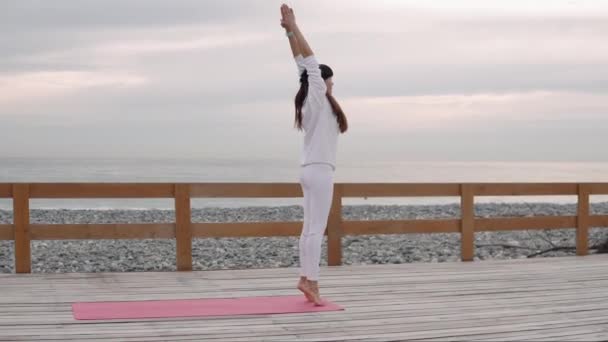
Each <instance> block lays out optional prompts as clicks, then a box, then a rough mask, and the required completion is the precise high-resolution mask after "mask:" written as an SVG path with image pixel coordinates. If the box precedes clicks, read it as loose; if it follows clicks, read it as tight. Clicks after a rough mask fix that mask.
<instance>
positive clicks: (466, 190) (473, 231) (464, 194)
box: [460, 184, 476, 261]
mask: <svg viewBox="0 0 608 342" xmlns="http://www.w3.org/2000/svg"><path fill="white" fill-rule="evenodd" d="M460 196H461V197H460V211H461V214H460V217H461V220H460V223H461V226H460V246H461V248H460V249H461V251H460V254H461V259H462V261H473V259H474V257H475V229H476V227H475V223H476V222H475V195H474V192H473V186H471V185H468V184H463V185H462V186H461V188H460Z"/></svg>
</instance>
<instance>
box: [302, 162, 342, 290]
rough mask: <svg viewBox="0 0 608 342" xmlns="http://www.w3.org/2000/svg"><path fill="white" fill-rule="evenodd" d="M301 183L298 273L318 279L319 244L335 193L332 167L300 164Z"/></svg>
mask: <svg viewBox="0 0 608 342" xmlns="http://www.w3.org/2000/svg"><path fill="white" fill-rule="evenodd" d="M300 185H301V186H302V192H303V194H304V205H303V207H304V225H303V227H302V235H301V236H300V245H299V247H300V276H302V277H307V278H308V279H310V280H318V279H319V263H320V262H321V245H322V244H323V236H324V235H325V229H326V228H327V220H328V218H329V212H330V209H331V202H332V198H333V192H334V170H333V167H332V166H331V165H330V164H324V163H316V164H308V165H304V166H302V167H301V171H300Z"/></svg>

────────────────────

| THE PROBLEM |
A word-for-word copy of all the data is required, minus the pictures.

| WRITTEN SOLUTION |
Each <instance> block lays out optional prompts as clicks, then a box, then a rough mask, and the required completion is the precise high-resolution mask after "mask:" written as an SVG path with image pixel coordinates. If the box precedes clicks, read it as loose; if it follows clicks, read it as tight. Clicks after a rough mask fix that mask.
<instance>
positive clicks: (466, 190) (473, 231) (464, 194)
box: [460, 184, 476, 261]
mask: <svg viewBox="0 0 608 342" xmlns="http://www.w3.org/2000/svg"><path fill="white" fill-rule="evenodd" d="M460 196H461V197H460V211H461V214H460V217H461V220H460V223H461V226H460V246H461V248H460V249H461V251H460V254H461V259H462V261H473V259H474V257H475V229H476V227H475V223H476V222H475V195H474V192H473V186H471V185H468V184H463V185H462V186H461V188H460Z"/></svg>
</instance>
<instance>
box: [302, 162, 342, 290]
rough mask: <svg viewBox="0 0 608 342" xmlns="http://www.w3.org/2000/svg"><path fill="white" fill-rule="evenodd" d="M301 183L298 273L318 279L319 244L335 193L332 167L300 164Z"/></svg>
mask: <svg viewBox="0 0 608 342" xmlns="http://www.w3.org/2000/svg"><path fill="white" fill-rule="evenodd" d="M300 185H301V186H302V192H303V194H304V205H303V207H304V225H303V227H302V235H301V236H300V245H299V247H300V276H302V277H307V278H308V279H310V280H318V279H319V263H320V262H321V245H322V244H323V236H324V235H325V229H326V228H327V220H328V218H329V212H330V209H331V202H332V198H333V192H334V170H333V167H332V166H331V165H330V164H324V163H316V164H308V165H304V166H302V167H301V171H300Z"/></svg>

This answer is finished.